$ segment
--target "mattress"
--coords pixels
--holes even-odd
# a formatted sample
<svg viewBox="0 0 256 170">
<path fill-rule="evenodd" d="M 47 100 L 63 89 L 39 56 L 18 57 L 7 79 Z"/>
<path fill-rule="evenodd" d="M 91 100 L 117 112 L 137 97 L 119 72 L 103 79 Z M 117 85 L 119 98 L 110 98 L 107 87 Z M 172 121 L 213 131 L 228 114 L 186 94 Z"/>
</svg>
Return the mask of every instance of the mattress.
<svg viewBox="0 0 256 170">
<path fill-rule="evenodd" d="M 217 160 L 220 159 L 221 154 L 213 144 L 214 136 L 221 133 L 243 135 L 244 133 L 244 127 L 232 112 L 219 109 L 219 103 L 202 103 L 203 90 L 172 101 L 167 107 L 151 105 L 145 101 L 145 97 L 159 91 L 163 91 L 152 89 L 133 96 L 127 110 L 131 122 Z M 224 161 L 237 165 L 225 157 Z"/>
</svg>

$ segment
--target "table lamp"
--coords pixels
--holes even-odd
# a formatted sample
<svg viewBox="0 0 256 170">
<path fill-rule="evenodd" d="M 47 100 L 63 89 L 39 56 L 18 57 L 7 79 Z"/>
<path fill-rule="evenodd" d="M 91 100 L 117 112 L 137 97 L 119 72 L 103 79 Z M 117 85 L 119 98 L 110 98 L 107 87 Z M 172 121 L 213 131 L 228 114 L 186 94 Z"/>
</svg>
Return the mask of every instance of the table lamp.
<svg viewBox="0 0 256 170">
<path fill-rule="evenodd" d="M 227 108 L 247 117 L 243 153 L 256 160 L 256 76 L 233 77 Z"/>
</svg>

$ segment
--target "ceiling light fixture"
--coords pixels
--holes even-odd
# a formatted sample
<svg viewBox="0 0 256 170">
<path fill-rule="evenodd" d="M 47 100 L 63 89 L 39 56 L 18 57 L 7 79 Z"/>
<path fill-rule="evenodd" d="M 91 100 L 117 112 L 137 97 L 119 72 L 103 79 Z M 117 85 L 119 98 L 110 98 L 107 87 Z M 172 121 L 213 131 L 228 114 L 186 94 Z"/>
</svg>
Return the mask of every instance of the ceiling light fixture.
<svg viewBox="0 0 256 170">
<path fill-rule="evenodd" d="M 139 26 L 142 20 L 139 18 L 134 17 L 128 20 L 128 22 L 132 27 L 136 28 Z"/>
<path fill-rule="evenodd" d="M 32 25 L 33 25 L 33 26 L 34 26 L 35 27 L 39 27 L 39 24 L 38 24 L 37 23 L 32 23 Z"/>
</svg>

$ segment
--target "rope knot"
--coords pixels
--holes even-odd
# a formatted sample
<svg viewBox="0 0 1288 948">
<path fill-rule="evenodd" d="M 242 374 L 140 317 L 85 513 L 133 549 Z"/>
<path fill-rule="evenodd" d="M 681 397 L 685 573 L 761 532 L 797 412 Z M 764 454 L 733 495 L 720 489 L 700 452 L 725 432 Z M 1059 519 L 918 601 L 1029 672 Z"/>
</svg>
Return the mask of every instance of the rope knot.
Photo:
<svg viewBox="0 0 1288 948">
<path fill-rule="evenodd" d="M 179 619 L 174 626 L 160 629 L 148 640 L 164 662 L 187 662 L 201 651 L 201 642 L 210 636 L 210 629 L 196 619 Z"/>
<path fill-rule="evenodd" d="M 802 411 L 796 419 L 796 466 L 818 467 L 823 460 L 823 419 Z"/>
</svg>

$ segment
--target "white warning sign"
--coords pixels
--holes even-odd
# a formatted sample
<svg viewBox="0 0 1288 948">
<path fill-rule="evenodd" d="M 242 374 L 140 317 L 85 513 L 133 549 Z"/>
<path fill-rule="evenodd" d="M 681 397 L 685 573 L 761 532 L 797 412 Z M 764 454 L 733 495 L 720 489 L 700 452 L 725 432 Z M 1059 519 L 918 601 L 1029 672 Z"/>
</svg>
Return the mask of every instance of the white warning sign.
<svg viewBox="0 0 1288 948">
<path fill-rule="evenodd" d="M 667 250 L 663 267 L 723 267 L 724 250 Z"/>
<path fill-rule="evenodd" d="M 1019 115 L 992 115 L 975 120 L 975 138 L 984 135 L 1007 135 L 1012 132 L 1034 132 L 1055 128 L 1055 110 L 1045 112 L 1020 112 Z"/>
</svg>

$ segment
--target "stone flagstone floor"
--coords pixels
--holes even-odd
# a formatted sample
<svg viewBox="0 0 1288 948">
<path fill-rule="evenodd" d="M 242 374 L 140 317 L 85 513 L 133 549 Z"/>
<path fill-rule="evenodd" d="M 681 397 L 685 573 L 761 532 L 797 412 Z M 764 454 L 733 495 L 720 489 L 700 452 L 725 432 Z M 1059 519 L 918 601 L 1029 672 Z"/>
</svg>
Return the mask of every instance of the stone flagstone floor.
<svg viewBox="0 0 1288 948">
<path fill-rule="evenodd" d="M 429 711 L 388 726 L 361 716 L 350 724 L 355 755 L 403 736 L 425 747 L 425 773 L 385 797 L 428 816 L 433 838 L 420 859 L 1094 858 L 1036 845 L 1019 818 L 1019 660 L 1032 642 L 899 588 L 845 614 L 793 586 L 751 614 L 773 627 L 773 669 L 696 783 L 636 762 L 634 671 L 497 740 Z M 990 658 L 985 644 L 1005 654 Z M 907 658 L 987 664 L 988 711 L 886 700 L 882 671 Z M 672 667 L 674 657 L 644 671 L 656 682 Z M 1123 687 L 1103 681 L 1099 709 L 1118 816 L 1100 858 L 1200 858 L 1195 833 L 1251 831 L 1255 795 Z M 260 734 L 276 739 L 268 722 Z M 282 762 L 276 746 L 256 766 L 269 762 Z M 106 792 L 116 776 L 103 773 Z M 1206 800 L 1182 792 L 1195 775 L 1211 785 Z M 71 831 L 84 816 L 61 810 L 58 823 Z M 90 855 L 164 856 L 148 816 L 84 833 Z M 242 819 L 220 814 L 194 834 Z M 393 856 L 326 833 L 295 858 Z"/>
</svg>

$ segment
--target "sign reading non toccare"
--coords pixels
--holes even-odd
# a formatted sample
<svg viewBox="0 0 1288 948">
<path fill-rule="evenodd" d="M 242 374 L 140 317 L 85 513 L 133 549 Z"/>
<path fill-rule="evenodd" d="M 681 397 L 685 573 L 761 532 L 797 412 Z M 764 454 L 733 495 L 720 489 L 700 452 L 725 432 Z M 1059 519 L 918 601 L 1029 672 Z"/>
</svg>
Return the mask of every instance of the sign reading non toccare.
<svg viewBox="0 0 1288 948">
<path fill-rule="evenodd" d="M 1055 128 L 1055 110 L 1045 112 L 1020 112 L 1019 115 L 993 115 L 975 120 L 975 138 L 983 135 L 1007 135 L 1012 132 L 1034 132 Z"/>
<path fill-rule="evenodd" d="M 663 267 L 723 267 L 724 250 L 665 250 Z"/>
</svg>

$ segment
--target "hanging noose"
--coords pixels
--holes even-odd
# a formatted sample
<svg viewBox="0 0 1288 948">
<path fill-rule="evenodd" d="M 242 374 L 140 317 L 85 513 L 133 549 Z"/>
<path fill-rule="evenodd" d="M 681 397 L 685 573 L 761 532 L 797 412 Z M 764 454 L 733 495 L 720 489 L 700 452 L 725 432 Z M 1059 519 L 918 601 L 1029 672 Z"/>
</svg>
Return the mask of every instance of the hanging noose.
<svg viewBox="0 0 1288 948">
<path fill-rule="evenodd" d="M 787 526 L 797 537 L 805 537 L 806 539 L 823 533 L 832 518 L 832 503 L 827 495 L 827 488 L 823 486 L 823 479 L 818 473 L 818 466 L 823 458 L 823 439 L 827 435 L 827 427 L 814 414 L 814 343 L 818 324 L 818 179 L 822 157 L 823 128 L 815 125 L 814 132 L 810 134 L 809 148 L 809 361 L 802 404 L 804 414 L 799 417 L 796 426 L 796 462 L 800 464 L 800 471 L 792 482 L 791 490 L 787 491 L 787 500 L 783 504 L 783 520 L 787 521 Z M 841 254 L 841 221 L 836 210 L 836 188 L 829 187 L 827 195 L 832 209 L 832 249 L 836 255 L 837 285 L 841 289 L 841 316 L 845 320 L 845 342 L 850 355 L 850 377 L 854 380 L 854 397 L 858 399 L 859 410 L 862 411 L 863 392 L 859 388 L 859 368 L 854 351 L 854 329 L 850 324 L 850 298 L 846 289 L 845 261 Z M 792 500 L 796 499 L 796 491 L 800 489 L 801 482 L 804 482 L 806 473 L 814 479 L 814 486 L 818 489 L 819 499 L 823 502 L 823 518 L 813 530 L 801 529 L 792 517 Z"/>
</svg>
☆ ☆ ☆
— WRITTEN INSTRUCTION —
Copy out each line above that contains the word "floor".

— FINAL RESULT —
--target "stone flagstone floor"
Return the mask of every instance of the stone flagstone floor.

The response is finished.